Opened 6 years ago
Last modified 5 years ago
#2871 assigned enhancement
Add speech recognition for running commands in VR
Reported by: | Tom Goddard | Owned by: | Tom Goddard |
---|---|---|---|
Priority: | moderate | Milestone: | |
Component: | VR | Version: | |
Keywords: | Cc: | ||
Blocked By: | Blocking: | ||
Notify when closed: | Platform: | all | |
Project: | ChimeraX |
Description
Conrad has added the speech ChimeraX bundle that uses the PyPi SpeechRecognition module, PyAudio and the Google Speech Recognition service as an initial try at speech input. He reports it works ok in a completely silent environment.
Testing in the VizVault with VivePro VR headset microphone produced poor results. It recognized "open" and "close" one time and then mostly does not log any response to spoken input. Sometimes is logs a phrase from attempted commands given over a 60 second period. Sometimes it logs "cannot recognize speech". To debug further it would need to say when audio is being submitted and play back that recorded audio.
PyAudio failed to install from PyPi due to a compilation problem on Windows 10 with Microsoft Visual Studio 2015, so a wheel from a separate site was used.
Change History (2)
comment:1 by , 6 years ago
comment:2 by , 5 years ago
Cc: | removed |
---|---|
Owner: | changed from | to
Molecular Zoo has pretty robust speech input implemented in Unity in this file by Ray Altenberg while an intern at UCSF.
https://github.com/alanbrilliant/MolecularZoo/blob/master/Assets/Scripts/VoiceRecog.cs
It is using UnityEngine.Windows.Speech specifically the KeywordRecognizer which recognizes fixed words like Oxygen or Reset and does not require an internet connection, and DictationRecognizer which transcribes free speech after the word "create" is said in MolZoo and then does a PubChem search. Both work quite well. The keyword recognizer uses a vocabulary of about 25 words or phrases and is especially robust.
Here is documentation on the Unity KeywordRecognizer and DictationRecognizer classes
https://docs.unity3d.com/ScriptReference/Windows.Speech.KeywordRecognizer.html
https://docs.unity3d.com/ScriptReference/Windows.Speech.DictationRecognizer.html
More details about these Unity capabilities are given my Microsoft here
https://docs.microsoft.com/en-us/windows/mixed-reality/voice-input-in-unity
It looks likely that the dictation recognizer is using the Windows 10 online speech recognition capabilities used by Cortana and described here
https://support.microsoft.com/en-us/help/4468250/windows-10-speech-voice-activation-inking-typing-privacy
Possibly the keyword dictation which does not use an internet connection uses Windows Speech Recognition
https://en.wikipedia.org/wiki/Windows_Speech_Recognition

_Given problem_. Please reproduce the passage of the speech recognition ticket that starts at the words "Testing in the" and ends after the words "Change History (2)". The material after this ticket comes from a separate source.

(Position annotation records)
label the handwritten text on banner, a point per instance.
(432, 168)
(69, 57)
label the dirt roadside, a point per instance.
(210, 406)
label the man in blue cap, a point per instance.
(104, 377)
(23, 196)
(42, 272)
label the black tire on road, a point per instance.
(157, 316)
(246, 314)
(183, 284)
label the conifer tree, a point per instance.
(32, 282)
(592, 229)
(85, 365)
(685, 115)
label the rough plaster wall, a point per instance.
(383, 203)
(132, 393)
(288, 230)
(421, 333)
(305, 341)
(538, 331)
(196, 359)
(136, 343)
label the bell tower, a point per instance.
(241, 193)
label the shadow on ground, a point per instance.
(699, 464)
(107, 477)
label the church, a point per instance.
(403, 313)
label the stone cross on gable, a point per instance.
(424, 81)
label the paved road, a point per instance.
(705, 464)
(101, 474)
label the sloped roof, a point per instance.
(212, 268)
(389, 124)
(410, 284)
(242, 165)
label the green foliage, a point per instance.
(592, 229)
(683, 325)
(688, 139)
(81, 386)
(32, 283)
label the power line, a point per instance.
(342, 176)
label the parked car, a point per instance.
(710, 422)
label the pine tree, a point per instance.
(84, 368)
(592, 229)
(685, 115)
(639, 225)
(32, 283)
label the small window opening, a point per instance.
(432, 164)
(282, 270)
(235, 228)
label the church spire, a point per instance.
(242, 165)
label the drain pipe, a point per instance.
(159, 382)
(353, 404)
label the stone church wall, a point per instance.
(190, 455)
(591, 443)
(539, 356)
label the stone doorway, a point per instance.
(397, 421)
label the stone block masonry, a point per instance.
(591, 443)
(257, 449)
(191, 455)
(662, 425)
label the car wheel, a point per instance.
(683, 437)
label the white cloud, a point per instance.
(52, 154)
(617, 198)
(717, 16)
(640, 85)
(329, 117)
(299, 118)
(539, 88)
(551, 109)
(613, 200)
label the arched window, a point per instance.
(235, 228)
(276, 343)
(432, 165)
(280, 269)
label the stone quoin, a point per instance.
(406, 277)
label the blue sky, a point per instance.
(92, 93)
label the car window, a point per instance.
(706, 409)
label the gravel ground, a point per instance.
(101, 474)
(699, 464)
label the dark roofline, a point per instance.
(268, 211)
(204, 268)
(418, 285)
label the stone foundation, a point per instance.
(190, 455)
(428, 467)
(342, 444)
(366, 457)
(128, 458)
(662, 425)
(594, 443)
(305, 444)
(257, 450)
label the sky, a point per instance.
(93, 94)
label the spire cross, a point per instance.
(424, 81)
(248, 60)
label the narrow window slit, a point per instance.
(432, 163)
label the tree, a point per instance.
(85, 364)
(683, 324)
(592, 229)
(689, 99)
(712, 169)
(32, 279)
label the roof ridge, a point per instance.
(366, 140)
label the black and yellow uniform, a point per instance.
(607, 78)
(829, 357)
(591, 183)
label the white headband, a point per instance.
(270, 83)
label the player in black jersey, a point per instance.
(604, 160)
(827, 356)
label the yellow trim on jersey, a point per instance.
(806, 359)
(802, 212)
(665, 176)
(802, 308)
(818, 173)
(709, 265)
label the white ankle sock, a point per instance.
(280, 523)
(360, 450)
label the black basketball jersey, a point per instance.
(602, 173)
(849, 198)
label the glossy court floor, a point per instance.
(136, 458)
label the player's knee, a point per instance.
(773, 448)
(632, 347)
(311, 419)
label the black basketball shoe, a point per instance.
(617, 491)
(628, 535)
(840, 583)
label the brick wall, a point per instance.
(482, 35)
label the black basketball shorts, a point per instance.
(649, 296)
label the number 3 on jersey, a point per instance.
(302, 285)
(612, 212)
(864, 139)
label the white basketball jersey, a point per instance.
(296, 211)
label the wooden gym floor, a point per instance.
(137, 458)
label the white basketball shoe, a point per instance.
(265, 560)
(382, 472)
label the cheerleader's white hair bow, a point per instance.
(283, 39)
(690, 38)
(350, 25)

_Finished task_.
Testing in the VizVault with VivePro VR headset microphone produced poor results. It recognized "open" and "close" one time and then mostly does not log any response to spoken input. Sometimes is logs a phrase from attempted commands given over a 60 second period. Sometimes it logs "cannot recognize speech". To debug further it would need to say when audio is being submitted and play back that recorded audio.
PyAudio failed to install from PyPi due to a compilation problem on Windows 10 with Microsoft Visual Studio 2015, so a wheel from a separate site was used.
Change History (2)